Martine Aubry : Un réformisme moderniste chevillé au corps
Créé par sr07 le 25 nov 2008 à 23:23 | Dans : a3-Civisme, citoyenneté et militance
Energique et volontaire, telle m’apparaît Martine Aubry. A bien des égards, franche et sympathique aussi. Ambitieuse ? Sans doute mais avec du fond ! Cette bosseuse en fit voir, dit-on, à ses collaborateurs successifs ! Son parcours ? Pour ce que j’en sais très droit et marqué d’un delorisme congénital. Elle n’y peut rien. C’est sa filiation naturelle et intellectuelle.
Un peu « seconde gauche » et transcourant (cf son épisode au sein du club « Témoin »! ), elle a voulu oeuvrer utile, encore jeune énarque, en préparant les lois du député Jean Auroux. Qu’en reste-t-il aujourd’hui ? Ce ne sont pas tant ces droits nouveaux votés par un parlement rose qui importent le plus mais peut être leur signification dans la « France socialiste » de l’époque paradoxalement fascinée par le modèle japonais et « les cercles qualité ». Je me souviens de ce temps où nous voulions assumer à gauche cet impossible compromis social avec un patronat pourtant bien campé sur ses positions de classe. Nous osions demander « de nouveaux droits pour les travailleurs » en échange « de nouveaux marchés pour les entrepreneurs ». Ce fut en fait plus de flexibilité pour gagner - disait-on au nom de la politique de l’offre – des parts de marché.

Consigne de travail 1:
Reproduisez fidèlement le passage du texte sur Martine Aubry allant de « Martine Aubry : Un » jusqu'à « naturelle et intellectuelle. » inclus.
Consigne de travail 2:
Indiquez, pour chacune des affirmations suivantes, si elle concorde avec le texte sur Martine Aubry, en répondant par oui ou par non et en citant textuellement les mots décisifs : (a) Martine Aubry a préparé les lois du député Jean Auroux ; (b) le patronat de l'époque était prêt à renoncer à ses positions de classe ; (c) Martine Aubry est décrite comme énergique et volontaire.

Extrait de données:
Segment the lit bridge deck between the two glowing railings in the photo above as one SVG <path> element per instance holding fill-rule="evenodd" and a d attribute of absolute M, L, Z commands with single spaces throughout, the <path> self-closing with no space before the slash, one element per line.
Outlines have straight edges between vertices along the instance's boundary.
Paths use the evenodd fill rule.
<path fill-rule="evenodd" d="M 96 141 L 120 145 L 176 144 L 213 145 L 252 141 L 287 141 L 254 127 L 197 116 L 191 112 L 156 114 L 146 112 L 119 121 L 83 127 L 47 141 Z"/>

Résultat attendu 1:
Martine Aubry : Un réformisme moderniste chevillé au corps
Créé par sr07 le 25 nov 2008 à 23:23 | Dans : a3-Civisme, citoyenneté et militance
Energique et volontaire, telle m’apparaît Martine Aubry. A bien des égards, franche et sympathique aussi. Ambitieuse ? Sans doute mais avec du fond ! Cette bosseuse en fit voir, dit-on, à ses collaborateurs successifs ! Son parcours ? Pour ce que j’en sais très droit et marqué d’un delorisme congénital. Elle n’y peut rien. C’est sa filiation naturelle et intellectuelle.

Résultat attendu 2:
(a) Oui : « en préparant les lois du député Jean Auroux ».
(b) Non : « un patronat pourtant bien campé sur ses positions de classe ».
(c) Oui : « Energique et volontaire, telle m’apparaît Martine Aubry ».